**GOAL:**
Restate the entire listing word for word.

**SUPPLIED INFORMATION:**
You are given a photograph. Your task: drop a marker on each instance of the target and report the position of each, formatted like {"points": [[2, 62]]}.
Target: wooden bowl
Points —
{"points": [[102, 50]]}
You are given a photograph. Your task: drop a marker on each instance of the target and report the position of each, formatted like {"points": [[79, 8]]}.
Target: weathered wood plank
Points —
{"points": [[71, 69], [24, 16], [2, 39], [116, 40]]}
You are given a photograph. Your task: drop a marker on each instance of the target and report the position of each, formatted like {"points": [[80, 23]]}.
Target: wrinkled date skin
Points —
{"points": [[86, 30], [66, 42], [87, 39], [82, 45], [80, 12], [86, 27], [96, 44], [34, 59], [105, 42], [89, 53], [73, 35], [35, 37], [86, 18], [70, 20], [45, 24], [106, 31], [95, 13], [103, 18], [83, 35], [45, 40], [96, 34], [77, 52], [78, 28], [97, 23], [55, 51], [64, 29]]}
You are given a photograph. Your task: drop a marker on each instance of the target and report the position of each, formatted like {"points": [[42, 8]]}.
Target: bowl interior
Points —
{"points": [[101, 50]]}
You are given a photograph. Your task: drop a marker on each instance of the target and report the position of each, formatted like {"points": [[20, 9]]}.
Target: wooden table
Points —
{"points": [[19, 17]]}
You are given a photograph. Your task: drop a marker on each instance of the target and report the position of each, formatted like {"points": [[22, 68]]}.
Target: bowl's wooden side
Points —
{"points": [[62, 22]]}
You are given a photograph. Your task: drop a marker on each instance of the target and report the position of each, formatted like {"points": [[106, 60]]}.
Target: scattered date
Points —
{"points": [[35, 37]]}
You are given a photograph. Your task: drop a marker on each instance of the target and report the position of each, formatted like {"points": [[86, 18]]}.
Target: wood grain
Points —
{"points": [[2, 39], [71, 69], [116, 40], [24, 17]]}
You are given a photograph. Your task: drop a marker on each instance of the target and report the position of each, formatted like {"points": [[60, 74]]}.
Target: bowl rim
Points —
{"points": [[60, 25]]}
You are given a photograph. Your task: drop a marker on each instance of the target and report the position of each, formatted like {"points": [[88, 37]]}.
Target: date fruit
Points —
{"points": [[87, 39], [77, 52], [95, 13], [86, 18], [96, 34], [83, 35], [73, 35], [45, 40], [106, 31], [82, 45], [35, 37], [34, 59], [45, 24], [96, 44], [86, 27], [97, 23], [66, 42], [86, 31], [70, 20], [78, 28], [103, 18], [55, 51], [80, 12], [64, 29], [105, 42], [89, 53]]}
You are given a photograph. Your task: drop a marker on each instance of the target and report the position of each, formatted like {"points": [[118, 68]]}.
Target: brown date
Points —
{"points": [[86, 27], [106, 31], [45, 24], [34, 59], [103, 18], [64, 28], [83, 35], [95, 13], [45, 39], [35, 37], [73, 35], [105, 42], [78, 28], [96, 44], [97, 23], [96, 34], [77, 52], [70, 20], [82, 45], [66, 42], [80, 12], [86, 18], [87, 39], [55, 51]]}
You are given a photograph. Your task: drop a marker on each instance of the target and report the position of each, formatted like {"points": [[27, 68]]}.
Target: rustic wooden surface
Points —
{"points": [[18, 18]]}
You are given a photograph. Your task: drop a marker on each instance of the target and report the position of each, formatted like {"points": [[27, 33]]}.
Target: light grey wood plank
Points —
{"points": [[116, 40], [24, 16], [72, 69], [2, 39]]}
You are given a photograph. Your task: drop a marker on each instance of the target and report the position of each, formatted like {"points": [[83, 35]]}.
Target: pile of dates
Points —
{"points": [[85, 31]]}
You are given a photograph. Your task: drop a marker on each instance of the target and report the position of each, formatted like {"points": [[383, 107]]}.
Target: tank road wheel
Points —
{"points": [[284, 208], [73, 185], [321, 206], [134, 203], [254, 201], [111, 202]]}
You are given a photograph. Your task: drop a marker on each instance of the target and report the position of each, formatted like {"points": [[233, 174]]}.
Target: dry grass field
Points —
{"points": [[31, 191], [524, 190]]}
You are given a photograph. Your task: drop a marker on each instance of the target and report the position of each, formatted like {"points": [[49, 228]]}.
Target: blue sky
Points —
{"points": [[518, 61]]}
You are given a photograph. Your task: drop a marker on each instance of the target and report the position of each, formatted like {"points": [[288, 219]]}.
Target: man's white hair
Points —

**REPLY:**
You are given a photograph. Your task: drop a marker on each instance of the target and report the position of each, formatted like {"points": [[2, 62]]}.
Target: wooden bowl
Points —
{"points": [[102, 50]]}
You are given a photograph. Your task: drop a marker on each instance of the target and report the position of each, formatted like {"points": [[79, 8]]}.
Target: weathered wood plank
Points —
{"points": [[71, 69], [24, 16], [2, 39], [116, 40]]}
You are given a photograph. Your task: drop a marker on each instance of the target and report the position of each, formatted like {"points": [[80, 23]]}.
Target: wrinkled date skin
Points —
{"points": [[86, 30], [66, 42], [87, 39], [82, 45], [80, 12], [86, 27], [96, 44], [34, 59], [105, 42], [89, 53], [73, 35], [35, 37], [86, 18], [70, 20], [45, 24], [106, 31], [95, 13], [103, 18], [83, 35], [45, 40], [96, 34], [77, 52], [78, 28], [97, 23], [55, 51], [64, 29]]}
You are given a photograph. Your task: drop a marker on each instance of the target and report the position of each, formatted like {"points": [[42, 8]]}.
Target: bowl interior
Points —
{"points": [[101, 50]]}
You are given a photograph. Your task: drop a marker on each instance of the target and report the position of each, formatted like {"points": [[20, 9]]}.
Target: wooden table
Points —
{"points": [[19, 17]]}
You are given a photograph. Your task: drop a marker on each instance of the target and report the position of each, formatted like {"points": [[22, 68]]}.
Target: bowl's wooden side
Points —
{"points": [[62, 22]]}
You are given a photograph. Your task: drop a marker on each instance of the target and report the position of each, formatted like {"points": [[106, 60]]}.
Target: scattered date
Points —
{"points": [[35, 37]]}
You are given a photograph. Your task: drop a marker on each instance of the target and report the position of each, formatted like {"points": [[86, 18]]}.
Target: wood grain
Points —
{"points": [[2, 39], [71, 69], [116, 40], [24, 17]]}
You are given a photograph. Your task: drop a marker on each instance of the target and report the position of each, formatted like {"points": [[60, 74]]}.
Target: bowl rim
Points —
{"points": [[60, 25]]}
You are given a photograph. Your task: drop a marker on each instance of the target and report the position of each, formatted like {"points": [[88, 37]]}.
Target: date fruit
Points —
{"points": [[87, 39], [77, 52], [95, 13], [86, 18], [96, 34], [83, 35], [73, 35], [45, 40], [106, 31], [82, 45], [35, 37], [34, 59], [45, 24], [96, 44], [86, 27], [97, 23], [66, 42], [86, 31], [70, 20], [78, 28], [103, 18], [55, 51], [80, 12], [64, 29], [105, 42], [89, 53]]}
You are given a photograph. Your task: drop a marker on each instance of the target and report the position of each, formatted like {"points": [[118, 68]]}.
Target: brown date
Points —
{"points": [[86, 27], [106, 31], [45, 24], [34, 59], [103, 18], [64, 28], [83, 35], [95, 13], [45, 39], [35, 37], [73, 35], [105, 42], [78, 28], [96, 44], [97, 23], [96, 34], [77, 52], [70, 20], [82, 45], [66, 42], [80, 12], [86, 18], [87, 39], [55, 51]]}
You are given a photograph. Your task: drop a marker on each instance of the target and report the position of each, formatted like {"points": [[27, 68]]}.
Target: rustic wooden surface
Points —
{"points": [[18, 18]]}
You are given a photograph. Your task: drop a marker on each instance of the target and report the position of each, formatted like {"points": [[27, 33]]}.
Target: light grey wood plank
Points —
{"points": [[116, 40], [24, 16], [72, 69], [2, 39]]}
You are given a photograph. Your task: drop a marker on each instance of the target and report the position of each, formatted like {"points": [[83, 35]]}.
Target: pile of dates
Points —
{"points": [[85, 31]]}
You are given a photograph. Your task: drop a marker on each instance of the target and report the position of each, formatted like {"points": [[383, 107]]}.
Target: tank road wheel
Points —
{"points": [[284, 208], [73, 185], [321, 206], [134, 203], [254, 201], [111, 202]]}
You are given a photograph. Your task: drop a marker on each instance of the target and report the position of each, formatted like {"points": [[233, 174]]}.
Target: dry grass field
Points —
{"points": [[31, 191], [524, 190]]}
You are given a photograph. Your task: drop a marker on each instance of the target and report the position of each, formatted like {"points": [[49, 228]]}.
Target: blue sky
Points —
{"points": [[518, 61]]}
You are given a photograph. Your task: drop a marker on each instance of the target and report the position of each, formatted like {"points": [[288, 219]]}.
Target: man's white hair
Points —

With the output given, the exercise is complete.